▶ _STATED EXERCISE_:
Copy every one of the rows below word for word, leaving the pictures out.
****************
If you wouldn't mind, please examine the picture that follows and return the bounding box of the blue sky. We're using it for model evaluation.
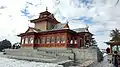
[0,0,120,48]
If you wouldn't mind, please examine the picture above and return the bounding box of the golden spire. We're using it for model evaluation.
[46,7,48,11]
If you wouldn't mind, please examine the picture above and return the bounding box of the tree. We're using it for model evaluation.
[110,28,120,41]
[91,38,97,45]
[110,28,120,51]
[12,42,21,49]
[0,39,11,51]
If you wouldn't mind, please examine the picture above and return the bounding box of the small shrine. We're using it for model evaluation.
[18,9,93,48]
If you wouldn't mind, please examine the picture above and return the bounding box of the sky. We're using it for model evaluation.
[0,0,120,49]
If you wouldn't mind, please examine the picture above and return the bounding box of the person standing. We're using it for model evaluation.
[112,51,120,67]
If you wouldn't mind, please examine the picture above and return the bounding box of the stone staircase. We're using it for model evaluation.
[5,47,102,65]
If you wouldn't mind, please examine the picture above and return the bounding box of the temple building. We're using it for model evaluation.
[18,10,93,48]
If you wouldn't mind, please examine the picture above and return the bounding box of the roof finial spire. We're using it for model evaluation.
[46,7,48,11]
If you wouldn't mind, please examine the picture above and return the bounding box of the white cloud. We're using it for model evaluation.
[0,0,120,48]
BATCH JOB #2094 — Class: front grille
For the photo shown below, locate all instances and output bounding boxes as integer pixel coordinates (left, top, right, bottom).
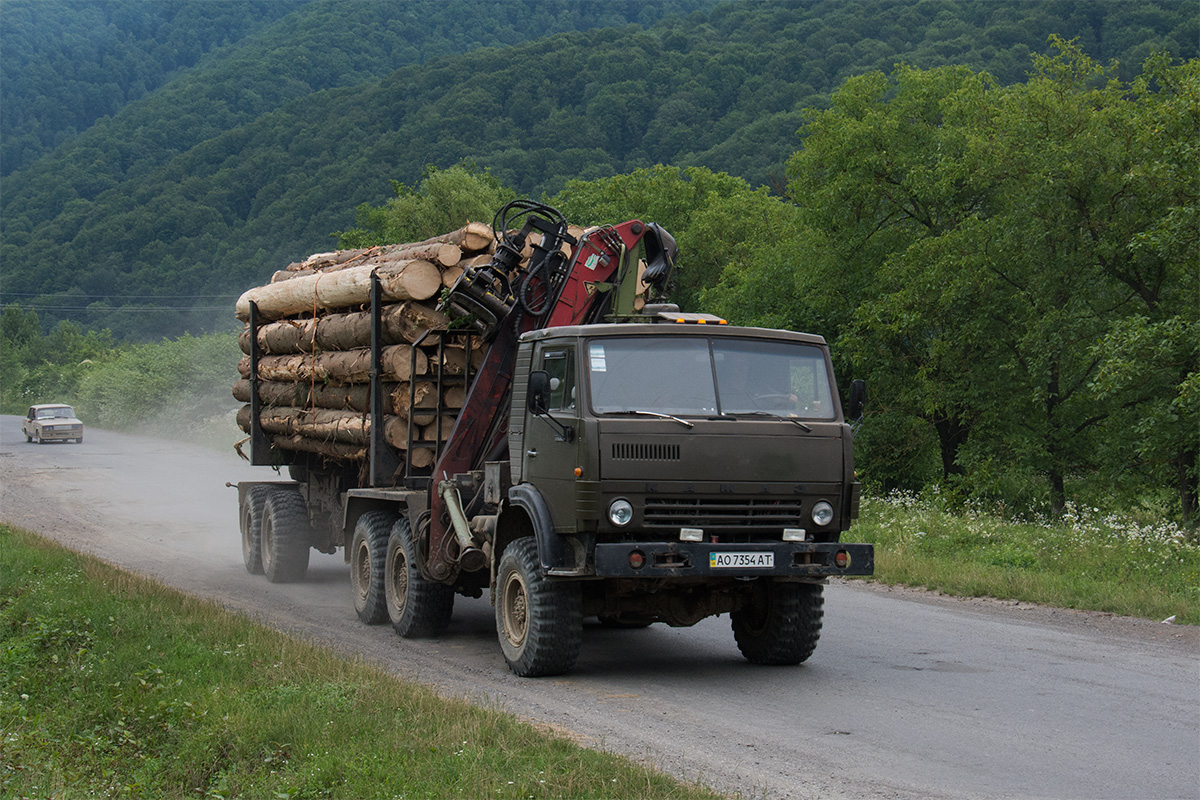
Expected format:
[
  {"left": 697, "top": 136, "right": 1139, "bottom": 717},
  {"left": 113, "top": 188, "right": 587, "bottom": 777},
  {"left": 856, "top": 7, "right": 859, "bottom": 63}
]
****************
▶ _OUTPUT BELOW_:
If you wouldn't mind, please examine the picture that follows and return the bounding box of the blue sky. We're using it for model evaluation.
[0,0,120,48]
If you wouldn't mind, please examine the picture above and return the bounding box of the golden spire. We're using it for model evaluation.
[46,7,48,11]
If you wouldn't mind, please examine the picture above and return the bounding box of the tree. We're using it for model evaluation.
[110,28,120,41]
[91,38,97,45]
[110,28,120,51]
[12,42,21,49]
[0,39,11,51]
If you wouldn't mind, please examine the picture above and return the bounding box of the small shrine. We're using it for model evaluation.
[18,9,93,48]
If you wouldn't mind, please examine the picture above and return the bounding box of the sky. We're using it for model evaluation.
[0,0,120,49]
If you wouldn't mind, please examine the picture above and return the bounding box of the person standing. We're using it for model evaluation.
[112,51,120,67]
If you wouldn't mind, please examine the picture above and return the bounding box of the stone staircase. We're using it for model evaluation.
[5,47,102,65]
If you wouldn't mind, please examine the picture above and return the bounding box of the temple building. We're using it for model evaluation.
[18,10,93,48]
If you wouldn't mind, please examine the picture above and return the bounding box of the roof finial spire. We're using it for model evaluation.
[46,7,48,11]
If you wouldn't mind, please examine the picture above and return the bounding box of the white cloud. We're using it for model evaluation.
[0,0,120,48]
BATCH JOB #2094 — Class: front grille
For the photo shown below, locate all instances and output bounding boxes as integer pixel coordinates (left, top, right, bottom).
Expected format:
[
  {"left": 697, "top": 136, "right": 1139, "bottom": 717},
  {"left": 113, "top": 188, "right": 587, "bottom": 777},
  {"left": 856, "top": 7, "right": 859, "bottom": 63}
]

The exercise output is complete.